- Dataset entries -
Segment Open

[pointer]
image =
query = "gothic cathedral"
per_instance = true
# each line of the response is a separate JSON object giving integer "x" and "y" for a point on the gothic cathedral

Segment Closed

- Your objective -
A word-for-word copy of all the entries is required.

- Answer to this problem -
[pointer]
image =
query = "gothic cathedral"
per_instance = true
# each line of the response is a separate JSON object giving integer "x" and "y" for a point on the gothic cathedral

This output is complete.